== Stated goal ==
Rewrite the part of the records that opens with the line containing "Point out every instance of the cloudy" and closes with the line containing "(1097, 156)", replacing "sky" with "heavens" and keeping everything else the same. Return only those lines, without the pictures.

== Provided data ==
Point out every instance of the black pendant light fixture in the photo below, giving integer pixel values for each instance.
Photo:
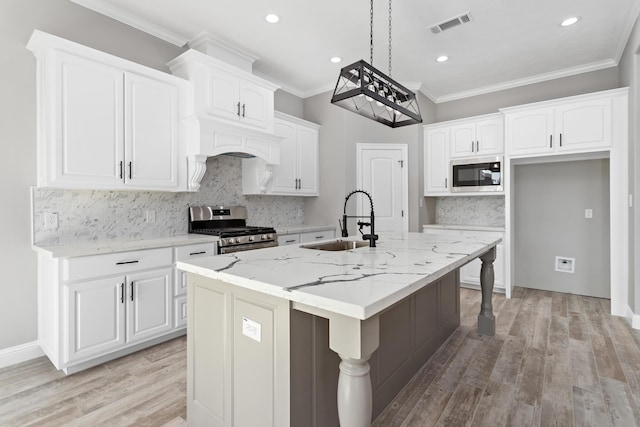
(367, 91)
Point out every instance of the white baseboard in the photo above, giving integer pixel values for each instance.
(20, 353)
(634, 319)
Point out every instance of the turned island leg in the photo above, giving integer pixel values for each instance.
(486, 319)
(355, 341)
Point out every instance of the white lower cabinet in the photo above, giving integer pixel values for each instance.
(95, 308)
(185, 253)
(106, 314)
(470, 273)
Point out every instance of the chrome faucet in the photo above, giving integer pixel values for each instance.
(371, 237)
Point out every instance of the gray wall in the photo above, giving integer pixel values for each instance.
(630, 76)
(18, 19)
(288, 103)
(568, 86)
(549, 221)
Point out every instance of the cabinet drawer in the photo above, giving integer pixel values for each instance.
(113, 264)
(184, 253)
(288, 239)
(313, 236)
(180, 312)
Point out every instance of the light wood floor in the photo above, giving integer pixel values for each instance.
(556, 359)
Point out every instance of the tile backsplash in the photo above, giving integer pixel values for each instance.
(470, 210)
(89, 215)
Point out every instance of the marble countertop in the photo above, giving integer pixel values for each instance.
(463, 227)
(357, 283)
(303, 228)
(76, 249)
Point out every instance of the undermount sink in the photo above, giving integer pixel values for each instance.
(340, 245)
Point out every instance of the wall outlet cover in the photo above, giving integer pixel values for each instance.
(565, 264)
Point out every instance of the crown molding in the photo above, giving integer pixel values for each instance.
(133, 21)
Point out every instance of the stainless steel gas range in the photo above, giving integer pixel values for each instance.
(230, 224)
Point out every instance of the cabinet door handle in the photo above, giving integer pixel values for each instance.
(127, 262)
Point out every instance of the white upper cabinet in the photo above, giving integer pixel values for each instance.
(436, 160)
(477, 137)
(297, 173)
(83, 143)
(151, 132)
(226, 92)
(577, 124)
(105, 123)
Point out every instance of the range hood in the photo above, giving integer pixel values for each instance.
(219, 85)
(207, 136)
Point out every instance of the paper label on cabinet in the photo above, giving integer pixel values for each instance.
(251, 329)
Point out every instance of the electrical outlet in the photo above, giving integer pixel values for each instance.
(50, 221)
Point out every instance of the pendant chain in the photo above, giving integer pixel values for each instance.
(371, 36)
(389, 38)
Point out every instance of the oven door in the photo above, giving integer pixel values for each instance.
(480, 174)
(246, 247)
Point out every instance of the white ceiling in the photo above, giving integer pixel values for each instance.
(509, 43)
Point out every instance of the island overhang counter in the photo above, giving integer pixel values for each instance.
(240, 307)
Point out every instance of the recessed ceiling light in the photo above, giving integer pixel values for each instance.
(272, 18)
(569, 21)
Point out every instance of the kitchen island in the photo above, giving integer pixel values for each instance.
(243, 332)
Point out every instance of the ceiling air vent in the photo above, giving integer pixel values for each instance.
(451, 23)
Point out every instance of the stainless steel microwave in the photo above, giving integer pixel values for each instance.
(477, 174)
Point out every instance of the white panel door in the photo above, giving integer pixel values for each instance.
(96, 317)
(151, 132)
(383, 174)
(88, 125)
(149, 304)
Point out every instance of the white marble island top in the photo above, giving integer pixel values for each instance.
(358, 283)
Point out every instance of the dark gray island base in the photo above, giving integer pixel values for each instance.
(411, 331)
(291, 337)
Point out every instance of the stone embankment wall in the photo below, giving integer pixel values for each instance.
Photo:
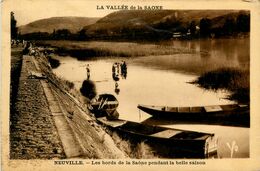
(50, 123)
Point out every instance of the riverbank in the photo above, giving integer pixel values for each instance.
(34, 133)
(82, 50)
(235, 80)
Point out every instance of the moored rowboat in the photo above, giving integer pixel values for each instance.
(197, 112)
(104, 105)
(175, 143)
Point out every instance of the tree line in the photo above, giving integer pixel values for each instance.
(204, 28)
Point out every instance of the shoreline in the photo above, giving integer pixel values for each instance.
(26, 134)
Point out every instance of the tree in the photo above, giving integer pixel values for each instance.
(243, 22)
(14, 28)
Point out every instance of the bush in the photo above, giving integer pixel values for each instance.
(53, 62)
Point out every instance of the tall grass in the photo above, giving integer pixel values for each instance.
(83, 50)
(235, 80)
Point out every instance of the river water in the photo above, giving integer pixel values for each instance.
(163, 80)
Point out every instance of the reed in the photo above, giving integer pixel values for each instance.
(82, 50)
(235, 80)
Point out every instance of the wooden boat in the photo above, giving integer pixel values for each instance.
(167, 142)
(105, 105)
(197, 112)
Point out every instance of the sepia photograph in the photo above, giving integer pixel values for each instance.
(126, 83)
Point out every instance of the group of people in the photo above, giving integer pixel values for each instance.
(117, 70)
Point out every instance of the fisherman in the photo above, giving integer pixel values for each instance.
(88, 71)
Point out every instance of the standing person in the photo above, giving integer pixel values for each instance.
(88, 71)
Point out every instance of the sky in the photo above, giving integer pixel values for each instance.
(27, 11)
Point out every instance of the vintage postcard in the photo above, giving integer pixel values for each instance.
(120, 85)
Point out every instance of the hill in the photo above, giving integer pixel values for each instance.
(74, 24)
(162, 23)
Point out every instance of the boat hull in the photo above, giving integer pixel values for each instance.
(166, 142)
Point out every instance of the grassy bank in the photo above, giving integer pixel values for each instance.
(235, 80)
(82, 50)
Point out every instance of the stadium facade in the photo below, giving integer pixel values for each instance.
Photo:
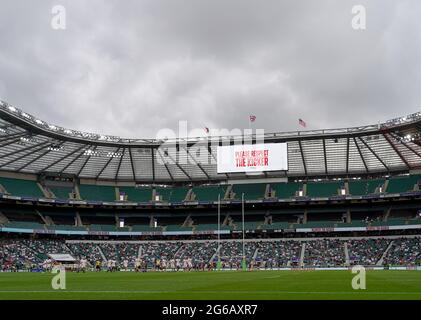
(63, 190)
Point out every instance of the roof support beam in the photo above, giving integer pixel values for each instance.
(197, 163)
(375, 154)
(73, 161)
(153, 164)
(347, 156)
(213, 156)
(84, 163)
(408, 146)
(106, 165)
(119, 164)
(324, 153)
(25, 155)
(62, 158)
(385, 135)
(43, 144)
(166, 166)
(361, 155)
(302, 156)
(178, 165)
(37, 158)
(132, 164)
(14, 135)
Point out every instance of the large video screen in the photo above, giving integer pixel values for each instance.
(252, 158)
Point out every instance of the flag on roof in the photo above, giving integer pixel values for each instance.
(302, 123)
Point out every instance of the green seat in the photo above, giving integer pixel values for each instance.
(252, 191)
(276, 225)
(209, 193)
(164, 193)
(323, 189)
(210, 226)
(364, 187)
(66, 227)
(102, 227)
(354, 224)
(177, 227)
(21, 188)
(318, 224)
(24, 225)
(286, 190)
(97, 193)
(402, 184)
(143, 194)
(144, 227)
(62, 192)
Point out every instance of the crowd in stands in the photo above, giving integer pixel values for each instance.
(404, 251)
(275, 254)
(25, 254)
(324, 253)
(366, 251)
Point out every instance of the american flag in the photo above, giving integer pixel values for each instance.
(302, 123)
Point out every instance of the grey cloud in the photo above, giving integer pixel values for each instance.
(132, 68)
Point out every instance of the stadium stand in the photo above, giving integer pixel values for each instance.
(61, 192)
(97, 193)
(365, 187)
(209, 193)
(21, 188)
(140, 194)
(323, 189)
(21, 254)
(293, 218)
(402, 184)
(285, 190)
(252, 191)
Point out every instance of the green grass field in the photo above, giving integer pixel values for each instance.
(213, 285)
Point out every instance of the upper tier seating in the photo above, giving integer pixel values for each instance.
(286, 190)
(61, 192)
(323, 189)
(98, 193)
(176, 194)
(252, 191)
(22, 188)
(209, 193)
(137, 194)
(364, 187)
(24, 225)
(402, 184)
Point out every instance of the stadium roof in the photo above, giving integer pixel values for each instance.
(30, 145)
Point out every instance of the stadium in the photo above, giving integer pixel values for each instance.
(145, 219)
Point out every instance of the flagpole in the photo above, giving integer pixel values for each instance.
(218, 264)
(244, 252)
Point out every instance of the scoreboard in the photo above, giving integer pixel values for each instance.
(252, 158)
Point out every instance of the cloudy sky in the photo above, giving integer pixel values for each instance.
(131, 68)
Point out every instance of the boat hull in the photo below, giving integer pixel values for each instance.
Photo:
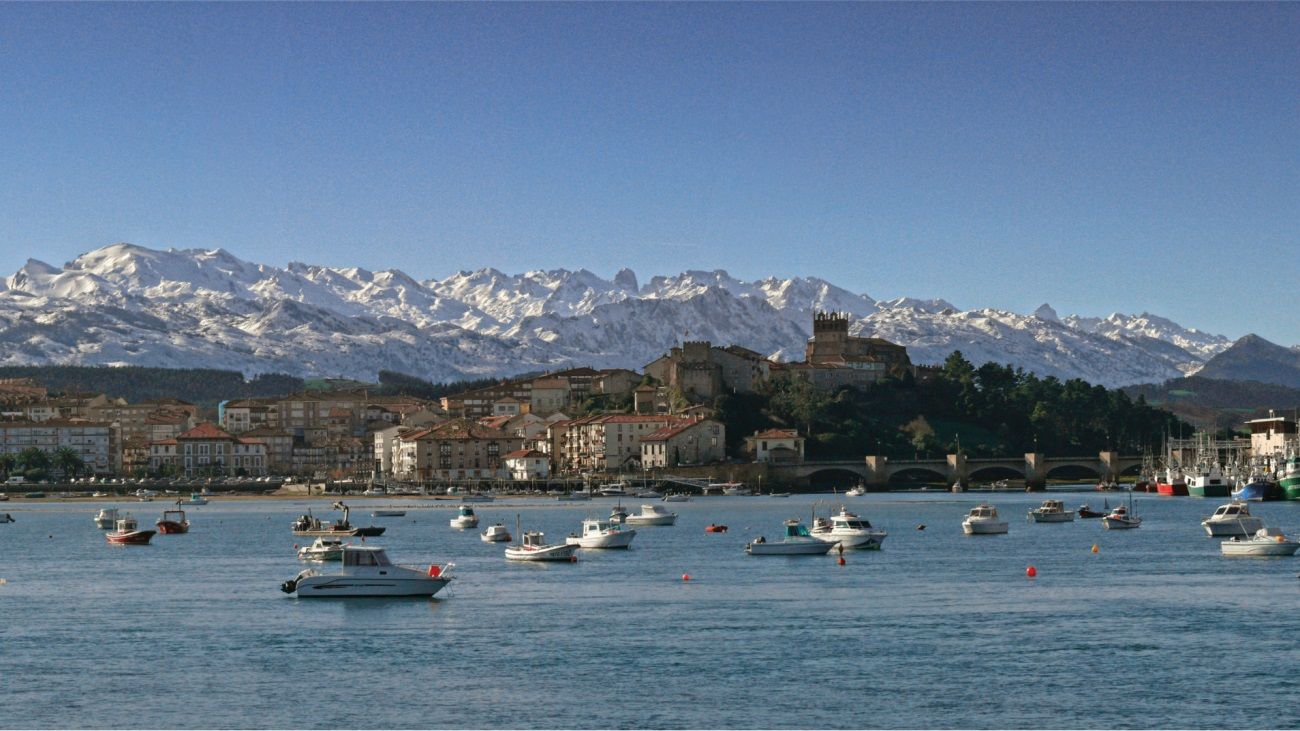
(130, 537)
(612, 540)
(1052, 517)
(793, 548)
(342, 587)
(984, 528)
(1171, 489)
(169, 527)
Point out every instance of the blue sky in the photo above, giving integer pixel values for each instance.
(1097, 156)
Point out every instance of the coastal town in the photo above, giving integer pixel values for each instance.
(520, 429)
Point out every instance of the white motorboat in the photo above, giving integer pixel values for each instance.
(653, 515)
(602, 533)
(324, 548)
(797, 541)
(107, 518)
(464, 518)
(367, 571)
(1052, 511)
(983, 520)
(1265, 541)
(534, 548)
(1233, 519)
(495, 533)
(848, 530)
(732, 488)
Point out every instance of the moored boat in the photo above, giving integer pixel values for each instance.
(651, 515)
(797, 541)
(534, 548)
(1231, 519)
(128, 532)
(107, 518)
(983, 520)
(849, 531)
(1052, 511)
(601, 533)
(365, 571)
(1265, 541)
(173, 520)
(464, 518)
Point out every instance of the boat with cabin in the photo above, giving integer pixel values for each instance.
(495, 533)
(983, 520)
(797, 541)
(173, 520)
(1265, 541)
(651, 515)
(464, 518)
(1052, 511)
(1231, 519)
(128, 532)
(324, 548)
(601, 533)
(365, 571)
(848, 530)
(107, 518)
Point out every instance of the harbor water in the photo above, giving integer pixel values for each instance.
(937, 630)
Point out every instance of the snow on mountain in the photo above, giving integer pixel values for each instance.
(126, 303)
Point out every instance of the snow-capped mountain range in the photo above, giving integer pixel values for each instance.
(129, 305)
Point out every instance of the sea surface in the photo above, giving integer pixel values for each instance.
(936, 630)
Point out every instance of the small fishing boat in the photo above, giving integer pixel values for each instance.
(849, 531)
(602, 533)
(1265, 541)
(495, 533)
(107, 518)
(651, 515)
(534, 548)
(367, 571)
(128, 532)
(173, 520)
(1087, 513)
(464, 518)
(1052, 511)
(983, 520)
(1122, 517)
(324, 548)
(1233, 519)
(797, 541)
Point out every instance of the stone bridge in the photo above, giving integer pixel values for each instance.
(1035, 468)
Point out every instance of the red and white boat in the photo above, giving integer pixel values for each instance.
(1171, 483)
(129, 532)
(173, 522)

== Response to this task ==
Point out every instance of the cloudy heavens in the photo above, giving integer pixel values for each instance.
(131, 68)
Point out every instance of the boat hull in the photo below, giving integer pixel values for each instance.
Photo:
(130, 537)
(612, 540)
(1052, 517)
(793, 548)
(342, 587)
(984, 528)
(1171, 489)
(169, 527)
Point out every instance of the blue heavens in the photo above, giving integer pixel values for each instance.
(1097, 156)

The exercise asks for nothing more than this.